### [原文摘录]

# Planning mobile robot on Tree (EASY Version)（UVA12569，状态压缩)

## 题目：

We are given a connected, undirected graph G on n vertices. There is a mobile robot on one of the vertices; this vertex is labeled s. Each of several other vertices contains a single movable obstacle. The robot and the obstacles may only reside at vertices, although they may be moved across edges. No vertex may ever contain more than one movable entity (robot or obstacles).

In one step, we may move either the robot or one of the obstacles from its current position v to a vacant vertex adjacent to v. Our goal is to move the robot to a designated vertex t using the smallest number of steps possible.

Let us call this graph motion planning with one robot, or GMP1R for short. In this problem, we restrict the graph G to be a tree, namely TMP1R.

Here are some examples (gray circles represent obstacles).

Example 1 (s=1, t=3):

Move the obstacle 2-4, and then move the robot 1-2-3. Total: 3 moves.

Example 2 (s=1, t=4):

Move obstacle 2-5, then 3-2-6, and then move the robot 1-2-3-4. Total: 6 moves.

Example 3 (s=1, t=5):

Move the robot 1-6, then obstacle 2-1-7, then robot 6-1-2-8, then obstacle 3-2-1-6, then 4-3-2-1, and finally robot 8-2-3-4-5. Total: 16 moves.

### [任务目标 1]
请把这道树上机器人移动题的题面中从“In one step, we”一直到“Total: 6 moves.”的部分原样再写一遍。

### [源数据]
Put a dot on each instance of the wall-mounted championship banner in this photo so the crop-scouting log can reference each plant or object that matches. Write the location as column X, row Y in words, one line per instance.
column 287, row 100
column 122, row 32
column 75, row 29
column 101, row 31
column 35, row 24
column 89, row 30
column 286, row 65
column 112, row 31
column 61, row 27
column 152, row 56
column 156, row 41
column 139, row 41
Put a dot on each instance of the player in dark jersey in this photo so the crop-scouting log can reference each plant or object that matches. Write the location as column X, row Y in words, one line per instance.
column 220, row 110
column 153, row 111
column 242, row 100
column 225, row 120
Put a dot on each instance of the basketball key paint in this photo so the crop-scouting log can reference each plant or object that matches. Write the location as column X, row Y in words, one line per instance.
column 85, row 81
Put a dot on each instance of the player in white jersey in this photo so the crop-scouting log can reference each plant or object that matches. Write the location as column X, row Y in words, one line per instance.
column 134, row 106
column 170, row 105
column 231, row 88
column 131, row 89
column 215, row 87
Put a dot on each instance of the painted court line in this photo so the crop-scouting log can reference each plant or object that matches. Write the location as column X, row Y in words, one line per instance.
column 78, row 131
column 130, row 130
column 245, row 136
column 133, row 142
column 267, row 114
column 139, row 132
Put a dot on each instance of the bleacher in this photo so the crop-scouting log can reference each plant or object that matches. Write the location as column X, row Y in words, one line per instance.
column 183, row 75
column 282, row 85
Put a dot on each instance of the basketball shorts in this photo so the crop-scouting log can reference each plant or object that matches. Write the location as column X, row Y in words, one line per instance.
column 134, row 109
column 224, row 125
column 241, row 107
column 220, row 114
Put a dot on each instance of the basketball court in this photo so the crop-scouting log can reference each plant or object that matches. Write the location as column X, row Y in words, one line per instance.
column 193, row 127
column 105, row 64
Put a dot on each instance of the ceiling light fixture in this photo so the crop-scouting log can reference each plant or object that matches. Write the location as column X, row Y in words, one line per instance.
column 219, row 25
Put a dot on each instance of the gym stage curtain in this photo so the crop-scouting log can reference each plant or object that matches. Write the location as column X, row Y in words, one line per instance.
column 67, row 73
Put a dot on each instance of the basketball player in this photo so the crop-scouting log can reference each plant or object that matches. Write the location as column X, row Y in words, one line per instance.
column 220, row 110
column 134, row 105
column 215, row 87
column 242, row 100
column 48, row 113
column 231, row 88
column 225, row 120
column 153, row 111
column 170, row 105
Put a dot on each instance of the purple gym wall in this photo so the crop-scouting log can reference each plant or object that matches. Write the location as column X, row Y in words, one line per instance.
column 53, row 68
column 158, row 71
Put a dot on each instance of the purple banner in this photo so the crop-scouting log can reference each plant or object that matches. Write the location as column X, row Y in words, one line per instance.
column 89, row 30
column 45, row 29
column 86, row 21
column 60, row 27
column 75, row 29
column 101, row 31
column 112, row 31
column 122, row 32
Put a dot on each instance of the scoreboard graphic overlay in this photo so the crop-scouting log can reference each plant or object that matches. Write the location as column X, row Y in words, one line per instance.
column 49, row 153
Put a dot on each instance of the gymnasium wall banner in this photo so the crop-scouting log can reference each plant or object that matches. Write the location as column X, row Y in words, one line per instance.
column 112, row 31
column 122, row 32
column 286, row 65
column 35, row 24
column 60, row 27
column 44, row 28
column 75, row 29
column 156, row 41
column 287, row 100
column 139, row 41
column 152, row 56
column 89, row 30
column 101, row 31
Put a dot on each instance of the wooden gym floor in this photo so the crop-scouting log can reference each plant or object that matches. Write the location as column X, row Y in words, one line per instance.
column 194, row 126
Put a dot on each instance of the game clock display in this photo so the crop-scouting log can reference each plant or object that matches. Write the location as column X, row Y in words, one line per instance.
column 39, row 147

### [任务目标 2]
在上方条目中，从含有“Put a dot on each instance of the player in white”的那一行一直到含有“column 282, row 85”的那一行，请逐字抄录，首尾两行都要包括在内。

### [参考答案 1]
In one step, we may move either the robot or one of the obstacles from its current position v to a vacant vertex adjacent to v. Our goal is to move the robot to a designated vertex t using the smallest number of steps possible.

Let us call this graph motion planning with one robot, or GMP1R for short. In this problem, we restrict the graph G to be a tree, namely TMP1R.

Here are some examples (gray circles represent obstacles).

Example 1 (s=1, t=3):

Move the obstacle 2-4, and then move the robot 1-2-3. Total: 3 moves.

Example 2 (s=1, t=4):

Move obstacle 2-5, then 3-2-6, and then move the robot 1-2-3-4. Total: 6 moves.

### [参考答案 2]
Put a dot on each instance of the player in white jersey in this photo so the crop-scouting log can reference each plant or object that matches. Write the location as column X, row Y in words, one line per instance.
column 134, row 106
column 170, row 105
column 231, row 88
column 131, row 89
column 215, row 87
Put a dot on each instance of the painted court line in this photo so the crop-scouting log can reference each plant or object that matches. Write the location as column X, row Y in words, one line per instance.
column 78, row 131
column 130, row 130
column 245, row 136
column 133, row 142
column 267, row 114
column 139, row 132
Put a dot on each instance of the bleacher in this photo so the crop-scouting log can reference each plant or object that matches. Write the location as column X, row Y in words, one line per instance.
column 183, row 75
column 282, row 85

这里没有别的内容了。